═══ EXERCISE DATA

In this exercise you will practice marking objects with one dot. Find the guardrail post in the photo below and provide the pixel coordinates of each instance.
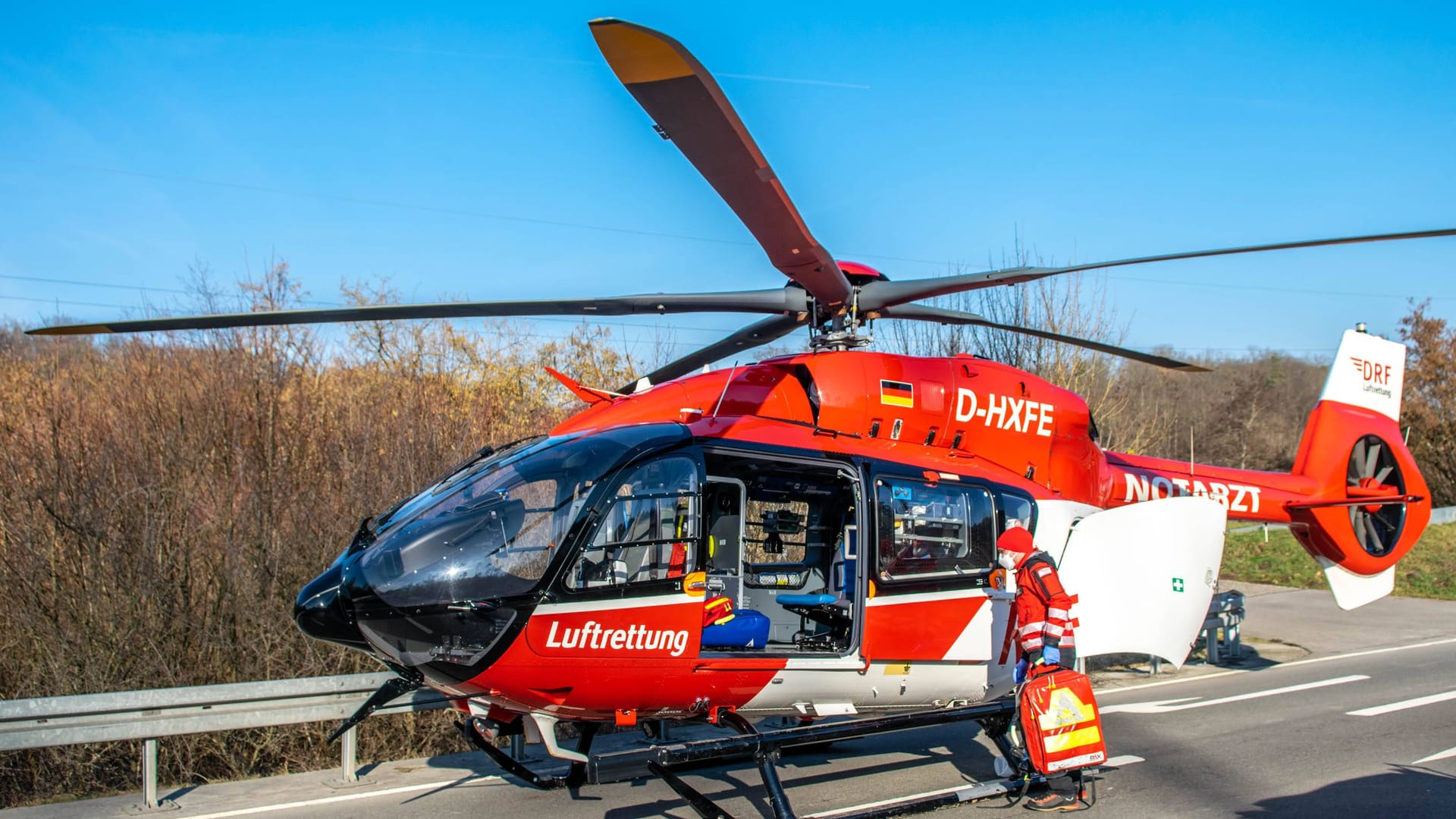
(149, 774)
(348, 751)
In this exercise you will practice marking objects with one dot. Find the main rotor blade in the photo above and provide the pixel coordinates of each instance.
(783, 300)
(689, 108)
(753, 335)
(884, 293)
(925, 312)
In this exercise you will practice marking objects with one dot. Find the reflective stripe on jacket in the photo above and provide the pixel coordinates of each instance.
(1043, 607)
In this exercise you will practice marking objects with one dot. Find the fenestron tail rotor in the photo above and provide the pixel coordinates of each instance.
(1375, 471)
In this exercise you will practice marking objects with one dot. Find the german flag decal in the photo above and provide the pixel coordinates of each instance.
(896, 392)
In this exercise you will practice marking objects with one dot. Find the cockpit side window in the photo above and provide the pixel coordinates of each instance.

══════

● **PROMPT**
What is needed is every record above, returned exactly, with the pictures omitted.

● **ANSWER SECTION**
In this exercise you will practice marking objects with one dot. Find the guardrail post in the photo below and provide the pixel coordinates of each instance.
(149, 774)
(348, 751)
In this exercise you will practice marking objects with one dot. Find the main rotor blade in the photo above and provide the pixel coordinates of each instance.
(783, 300)
(689, 108)
(753, 335)
(884, 293)
(925, 312)
In this exercise you will practice marking objects with one dot. Find the reflective stripe on jacket in the photo above and provide the pixel coordinates of each instance.
(1043, 607)
In this exercise you will practice marking objects with one dot. Find the fenestron tail rotor in the photo above and provide the pixel coordinates of each instance.
(1375, 471)
In this exercise you will practice marking objects with one dot. Find the german flag decal in the photo above and provide the pixel coordinates of each instance.
(896, 392)
In this exercise you will practice marking objects with one dot. Find the cockpit side window in the photo above and provide the pixel coordinates of each instance.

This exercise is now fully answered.